What to do => Transcribe the material verbatim, starting at its first line and stopping once the line containing "TARGET: person in dark uniform" has been given; no picture should appear.

Given records =>
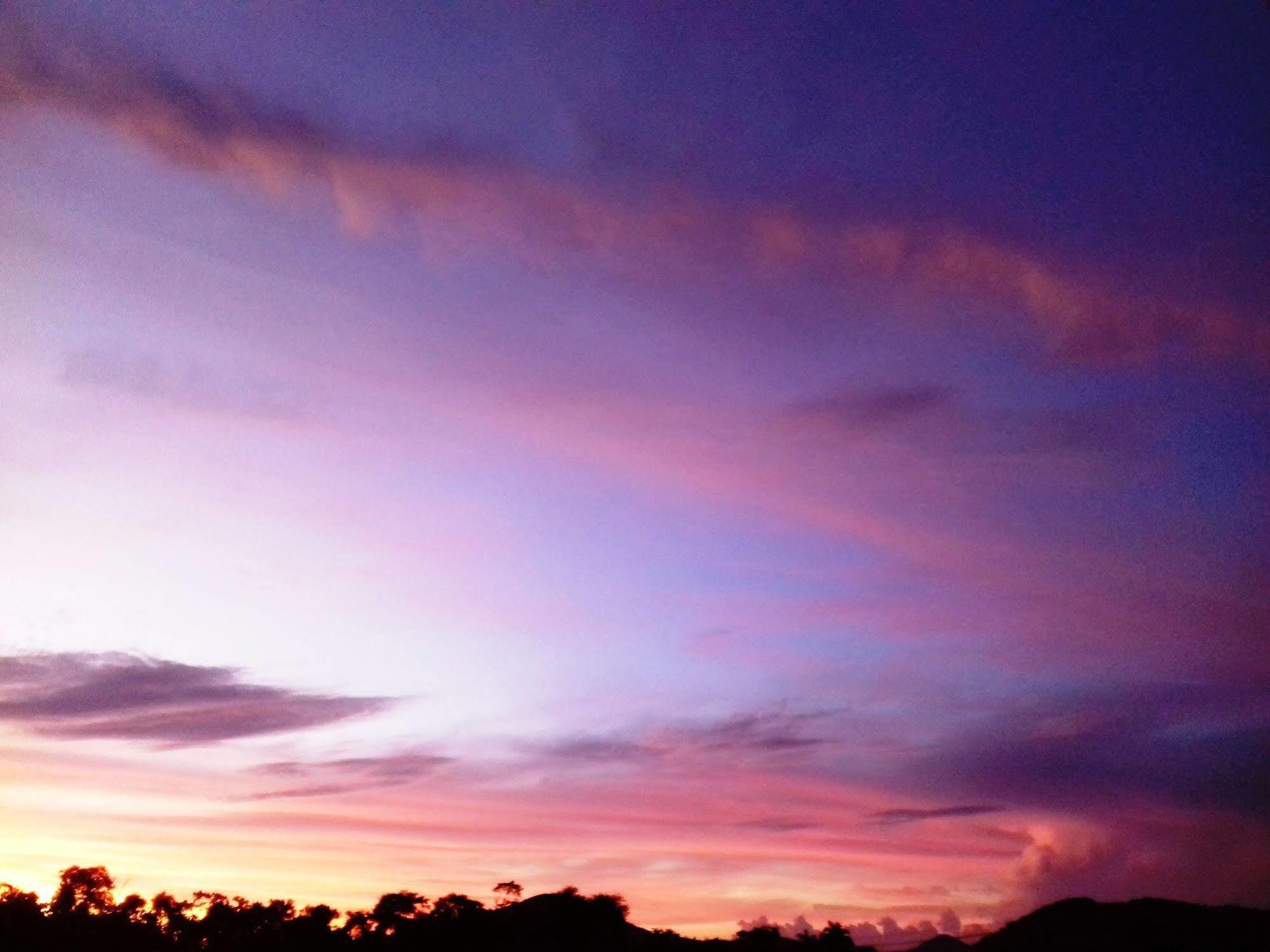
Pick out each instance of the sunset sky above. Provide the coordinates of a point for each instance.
(759, 459)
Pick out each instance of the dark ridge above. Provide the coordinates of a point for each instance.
(84, 916)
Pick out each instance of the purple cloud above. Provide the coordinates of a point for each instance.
(128, 697)
(914, 815)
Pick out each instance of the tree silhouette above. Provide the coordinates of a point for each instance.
(84, 890)
(508, 893)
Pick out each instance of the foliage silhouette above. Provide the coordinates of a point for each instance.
(84, 917)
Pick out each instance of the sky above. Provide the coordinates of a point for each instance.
(769, 460)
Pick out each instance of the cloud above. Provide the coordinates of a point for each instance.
(886, 934)
(128, 697)
(877, 408)
(1184, 744)
(1206, 857)
(770, 733)
(316, 779)
(914, 815)
(463, 199)
(188, 385)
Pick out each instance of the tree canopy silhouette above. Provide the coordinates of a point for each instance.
(84, 916)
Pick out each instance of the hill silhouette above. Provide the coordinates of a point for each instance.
(84, 916)
(1145, 925)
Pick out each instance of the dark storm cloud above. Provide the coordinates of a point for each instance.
(1188, 744)
(128, 697)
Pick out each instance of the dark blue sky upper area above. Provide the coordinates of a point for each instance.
(1122, 136)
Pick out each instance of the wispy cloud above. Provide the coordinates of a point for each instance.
(188, 385)
(127, 697)
(459, 202)
(939, 813)
(316, 779)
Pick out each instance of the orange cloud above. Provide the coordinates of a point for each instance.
(459, 204)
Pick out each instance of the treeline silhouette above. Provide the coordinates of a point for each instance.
(84, 916)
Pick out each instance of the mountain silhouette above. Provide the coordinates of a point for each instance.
(84, 916)
(1137, 926)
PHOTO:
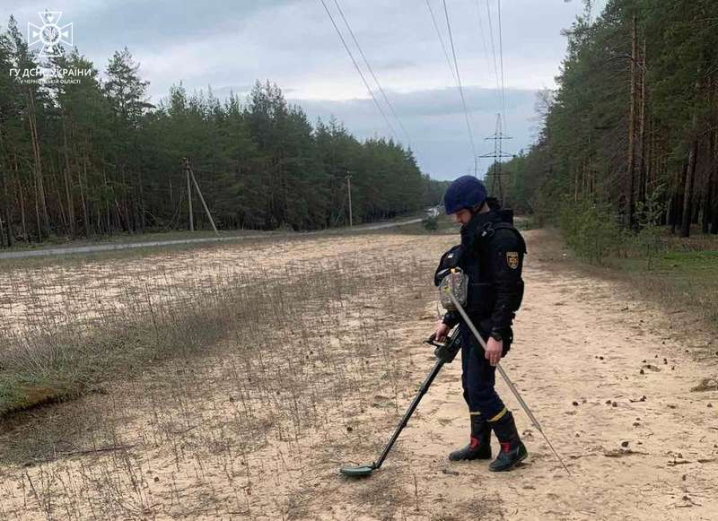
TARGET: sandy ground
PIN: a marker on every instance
(607, 374)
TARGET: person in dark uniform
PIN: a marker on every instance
(491, 254)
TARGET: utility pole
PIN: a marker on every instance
(190, 173)
(495, 176)
(189, 194)
(349, 191)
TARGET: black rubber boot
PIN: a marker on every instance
(479, 446)
(513, 451)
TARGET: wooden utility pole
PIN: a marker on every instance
(349, 191)
(190, 174)
(632, 124)
(189, 194)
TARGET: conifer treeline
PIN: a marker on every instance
(634, 122)
(93, 157)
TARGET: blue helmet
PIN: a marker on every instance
(464, 192)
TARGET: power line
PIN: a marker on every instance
(495, 177)
(493, 45)
(356, 65)
(438, 33)
(458, 80)
(486, 50)
(366, 62)
(501, 54)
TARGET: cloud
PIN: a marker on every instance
(229, 44)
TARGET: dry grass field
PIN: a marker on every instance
(231, 382)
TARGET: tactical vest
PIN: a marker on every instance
(482, 295)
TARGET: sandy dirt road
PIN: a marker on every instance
(607, 374)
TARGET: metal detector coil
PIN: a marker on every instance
(455, 283)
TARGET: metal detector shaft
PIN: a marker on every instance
(414, 404)
(506, 378)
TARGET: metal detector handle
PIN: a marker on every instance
(414, 404)
(447, 350)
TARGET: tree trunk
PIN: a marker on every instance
(67, 177)
(43, 227)
(688, 193)
(642, 131)
(714, 190)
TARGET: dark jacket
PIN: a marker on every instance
(492, 255)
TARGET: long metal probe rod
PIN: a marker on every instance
(506, 378)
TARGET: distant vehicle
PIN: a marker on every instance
(432, 211)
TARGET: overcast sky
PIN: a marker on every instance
(229, 44)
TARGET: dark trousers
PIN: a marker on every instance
(478, 378)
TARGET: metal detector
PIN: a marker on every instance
(445, 354)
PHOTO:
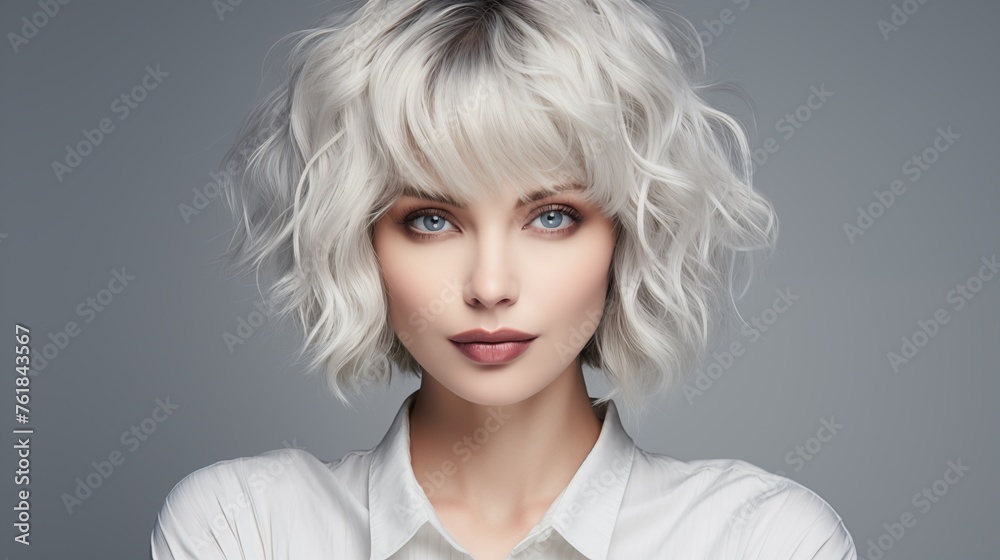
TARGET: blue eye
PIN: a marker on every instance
(433, 222)
(428, 222)
(552, 219)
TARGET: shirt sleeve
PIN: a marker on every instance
(197, 519)
(791, 522)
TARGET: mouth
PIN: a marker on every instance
(497, 347)
(493, 352)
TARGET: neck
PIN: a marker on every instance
(501, 462)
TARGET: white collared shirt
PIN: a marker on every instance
(622, 503)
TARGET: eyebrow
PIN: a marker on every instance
(533, 197)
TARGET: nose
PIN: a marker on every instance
(492, 279)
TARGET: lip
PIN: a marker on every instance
(492, 353)
(499, 335)
(497, 347)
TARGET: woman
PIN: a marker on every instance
(490, 195)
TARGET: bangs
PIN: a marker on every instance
(473, 110)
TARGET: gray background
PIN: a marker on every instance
(825, 356)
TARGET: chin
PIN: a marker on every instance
(493, 388)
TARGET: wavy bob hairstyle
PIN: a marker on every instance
(467, 98)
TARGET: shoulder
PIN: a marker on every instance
(222, 510)
(761, 514)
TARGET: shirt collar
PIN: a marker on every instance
(584, 514)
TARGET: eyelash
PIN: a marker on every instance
(413, 215)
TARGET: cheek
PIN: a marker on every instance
(575, 281)
(412, 279)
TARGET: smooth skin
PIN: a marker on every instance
(494, 445)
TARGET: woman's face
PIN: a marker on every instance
(541, 268)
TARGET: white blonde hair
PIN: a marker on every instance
(462, 99)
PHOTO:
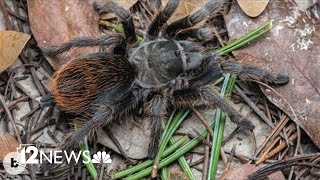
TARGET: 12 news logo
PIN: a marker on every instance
(15, 162)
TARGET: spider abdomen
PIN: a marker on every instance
(80, 82)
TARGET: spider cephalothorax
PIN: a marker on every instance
(164, 70)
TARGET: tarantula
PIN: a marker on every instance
(166, 70)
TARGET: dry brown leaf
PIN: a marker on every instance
(243, 171)
(185, 8)
(7, 144)
(292, 48)
(56, 22)
(11, 45)
(253, 8)
(126, 4)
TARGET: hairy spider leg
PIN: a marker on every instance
(193, 19)
(105, 40)
(157, 112)
(200, 34)
(161, 18)
(123, 15)
(103, 117)
(186, 97)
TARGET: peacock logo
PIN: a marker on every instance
(101, 157)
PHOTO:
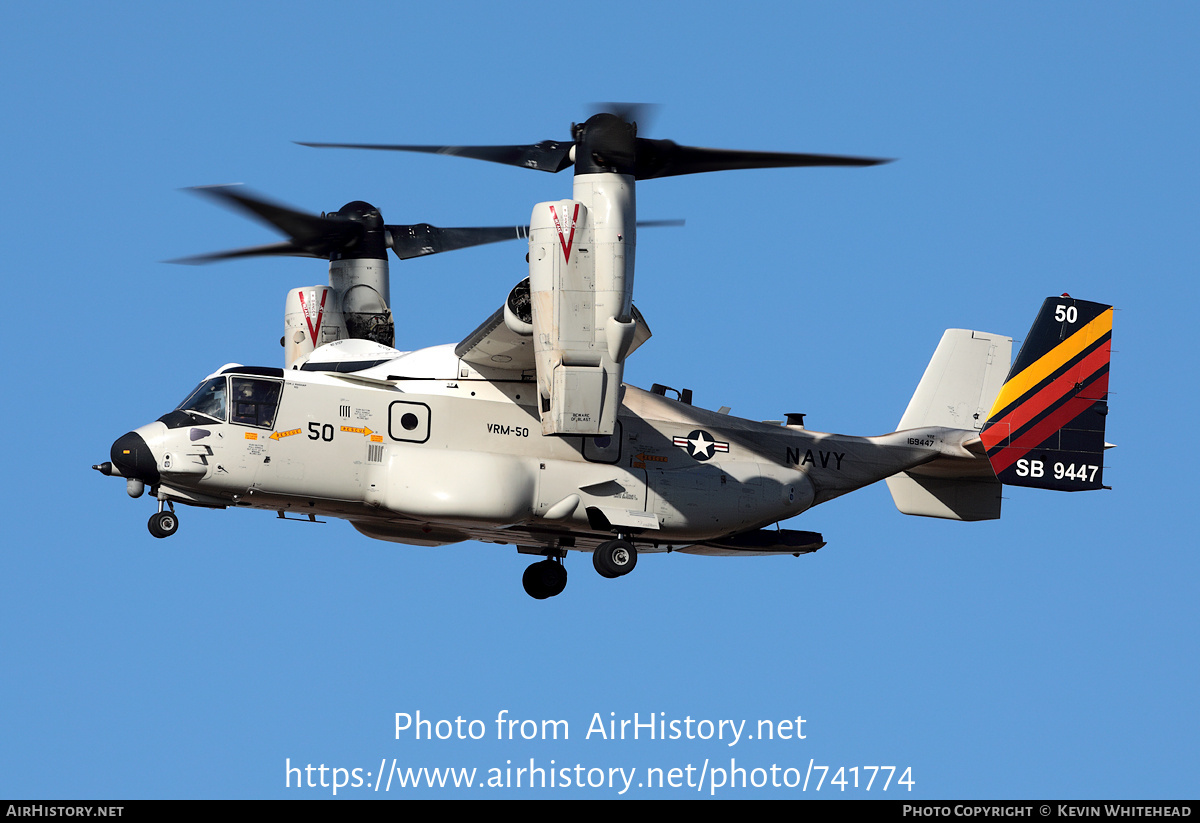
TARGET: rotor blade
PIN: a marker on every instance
(311, 235)
(421, 239)
(273, 250)
(545, 156)
(666, 158)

Exercise response =>
Pick out each instance of the sunset sky above. Provide the coordinates of a point for each instance.
(759, 459)
Pick out each instance of the dark ridge above. Provide the coordinates of a point for each instance.
(84, 916)
Pick out each instance of the purple cloud above. Provide the coordinates of a point for each instance.
(128, 697)
(914, 815)
Pick out each instance of the tree silhouette above. Provide the coordinates of a point for each instance.
(84, 890)
(508, 893)
Pick out each instance of the foliage silhouette above. Provide the coordinates of a point for each instance.
(84, 917)
Pick out each instance of the sky above. Provide the coordinates of a point for each instance.
(769, 460)
Pick out each instance of the cloud above. Provide the coordinates of a point for each instance.
(886, 934)
(128, 697)
(877, 408)
(1184, 744)
(1206, 857)
(770, 733)
(316, 779)
(914, 815)
(463, 199)
(188, 385)
Pick out each instance of the tree canopy silhouette above. Provide the coordinates of a point for each instance.
(84, 916)
Pick out each instance of the hill silhouette above. Provide the coordinates of a point for each instance.
(84, 916)
(1145, 925)
Pick out each instance of the dark storm cloud above. Provide the coordinates of a point for each instance.
(1188, 744)
(128, 697)
Pick out each instance of the dark blue sky upper area above. Provide the coordinates of a point for each instance.
(1122, 136)
Pick out each instance of the wispy cloud above. Provide the coordinates of a point for each instance.
(188, 385)
(127, 697)
(459, 202)
(939, 813)
(316, 779)
Pick out each instance of the orange cloud above. Provide the coordinates of a point for each instance.
(459, 204)
Pick out each instance of the treeline silhouette above. Provide the coordinates of a point for each instance.
(84, 916)
Pick out each instance of the mountain silhouette above. Provide the coordinates of a point for each instance.
(84, 916)
(1137, 926)
PHOTO:
TARGET: sandy ground
PIN: a marker on every instance
(607, 374)
TARGET: person in dark uniform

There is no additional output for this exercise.